[PROBLEM DETAILS] Every line below must come back exactly as it stands, with the images omitted.

[Opening PROVIDED RECORDS section]

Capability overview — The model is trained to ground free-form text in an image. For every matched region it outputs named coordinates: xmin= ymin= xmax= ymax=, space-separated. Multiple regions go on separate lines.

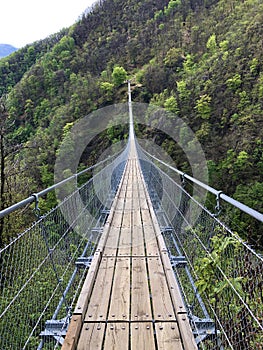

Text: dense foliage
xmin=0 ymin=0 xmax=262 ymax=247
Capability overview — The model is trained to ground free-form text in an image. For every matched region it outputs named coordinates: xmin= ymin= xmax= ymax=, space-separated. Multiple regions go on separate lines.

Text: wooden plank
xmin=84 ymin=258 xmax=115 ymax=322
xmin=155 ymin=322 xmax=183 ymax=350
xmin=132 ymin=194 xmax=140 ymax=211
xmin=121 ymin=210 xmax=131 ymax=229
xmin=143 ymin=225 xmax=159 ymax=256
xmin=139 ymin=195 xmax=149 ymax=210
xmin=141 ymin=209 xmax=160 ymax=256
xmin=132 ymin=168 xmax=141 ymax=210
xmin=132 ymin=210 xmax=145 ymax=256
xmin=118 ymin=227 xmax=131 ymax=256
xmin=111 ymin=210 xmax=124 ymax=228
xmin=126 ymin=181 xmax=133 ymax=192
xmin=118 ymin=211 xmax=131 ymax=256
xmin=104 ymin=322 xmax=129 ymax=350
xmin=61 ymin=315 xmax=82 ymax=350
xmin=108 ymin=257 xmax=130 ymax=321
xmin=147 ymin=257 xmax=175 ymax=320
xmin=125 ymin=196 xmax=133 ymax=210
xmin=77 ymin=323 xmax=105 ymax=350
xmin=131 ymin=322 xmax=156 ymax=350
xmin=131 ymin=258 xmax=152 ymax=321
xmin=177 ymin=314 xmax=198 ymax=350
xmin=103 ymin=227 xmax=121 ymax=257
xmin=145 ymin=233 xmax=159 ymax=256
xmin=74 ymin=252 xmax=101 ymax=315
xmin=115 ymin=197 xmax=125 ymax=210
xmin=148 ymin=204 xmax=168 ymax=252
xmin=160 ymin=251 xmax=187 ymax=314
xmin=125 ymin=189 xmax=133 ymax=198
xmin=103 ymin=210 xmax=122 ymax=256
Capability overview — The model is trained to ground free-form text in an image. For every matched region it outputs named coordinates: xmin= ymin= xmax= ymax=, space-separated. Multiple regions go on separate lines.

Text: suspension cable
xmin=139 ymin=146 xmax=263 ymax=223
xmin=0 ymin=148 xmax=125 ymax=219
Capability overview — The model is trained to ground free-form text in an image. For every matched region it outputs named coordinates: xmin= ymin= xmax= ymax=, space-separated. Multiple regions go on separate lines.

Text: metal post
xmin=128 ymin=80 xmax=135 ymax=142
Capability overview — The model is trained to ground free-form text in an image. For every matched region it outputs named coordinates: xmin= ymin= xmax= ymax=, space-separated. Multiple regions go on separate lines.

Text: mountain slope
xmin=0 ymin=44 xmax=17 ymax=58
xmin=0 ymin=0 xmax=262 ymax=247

[Closing PROVIDED RECORDS section]

[TASK RESPONSE]
Capability overview — The model is trained to ground free-form text in an image. For every matched region it outputs named coordinates: xmin= ymin= xmax= ymax=, space-separated. Multiple regions go on separate lines.


Text: dense foliage
xmin=0 ymin=0 xmax=262 ymax=247
Capability overview — The model is trained to ground free-form text in an image. For every matched region it outputs named coordinates: xmin= ymin= xmax= ymax=, space-separated. Multiple regions go on separate lines.

Text: wooden plank
xmin=84 ymin=258 xmax=115 ymax=322
xmin=155 ymin=322 xmax=183 ymax=350
xmin=132 ymin=194 xmax=140 ymax=211
xmin=121 ymin=210 xmax=131 ymax=229
xmin=143 ymin=225 xmax=159 ymax=256
xmin=139 ymin=195 xmax=149 ymax=210
xmin=141 ymin=209 xmax=160 ymax=256
xmin=132 ymin=168 xmax=141 ymax=210
xmin=132 ymin=210 xmax=145 ymax=256
xmin=118 ymin=227 xmax=131 ymax=256
xmin=111 ymin=210 xmax=124 ymax=228
xmin=126 ymin=181 xmax=133 ymax=192
xmin=118 ymin=211 xmax=131 ymax=256
xmin=104 ymin=322 xmax=129 ymax=350
xmin=61 ymin=315 xmax=82 ymax=350
xmin=108 ymin=257 xmax=130 ymax=321
xmin=147 ymin=257 xmax=175 ymax=320
xmin=125 ymin=196 xmax=133 ymax=210
xmin=77 ymin=323 xmax=105 ymax=350
xmin=131 ymin=322 xmax=156 ymax=350
xmin=131 ymin=258 xmax=152 ymax=321
xmin=177 ymin=314 xmax=198 ymax=350
xmin=103 ymin=227 xmax=121 ymax=257
xmin=145 ymin=233 xmax=159 ymax=256
xmin=74 ymin=252 xmax=101 ymax=315
xmin=115 ymin=197 xmax=125 ymax=210
xmin=148 ymin=204 xmax=168 ymax=252
xmin=160 ymin=251 xmax=187 ymax=314
xmin=125 ymin=189 xmax=133 ymax=198
xmin=103 ymin=210 xmax=122 ymax=256
Capability overview — The model is trained to ground free-form text in an image. For every matched region it outputs named coordinates: xmin= ymin= xmax= ymax=, space-separated. Multiple regions go on separate lines.

Text: suspension cable
xmin=139 ymin=146 xmax=263 ymax=223
xmin=0 ymin=148 xmax=125 ymax=219
Capability overview — The model is trained to ground free-form text in an image. For every matched region it outputs named coordinates: xmin= ymin= xmax= ymax=, space-separated. Multiple regions go on separate lines.

Text: metal post
xmin=128 ymin=80 xmax=135 ymax=142
Capability overview — The model is trained to ground free-form text in an image. For every matched region it outputs named coordinates: xmin= ymin= xmax= ymax=, space-separated. Multiple regions go on separate lines.

Text: mountain slope
xmin=0 ymin=44 xmax=17 ymax=58
xmin=0 ymin=0 xmax=262 ymax=247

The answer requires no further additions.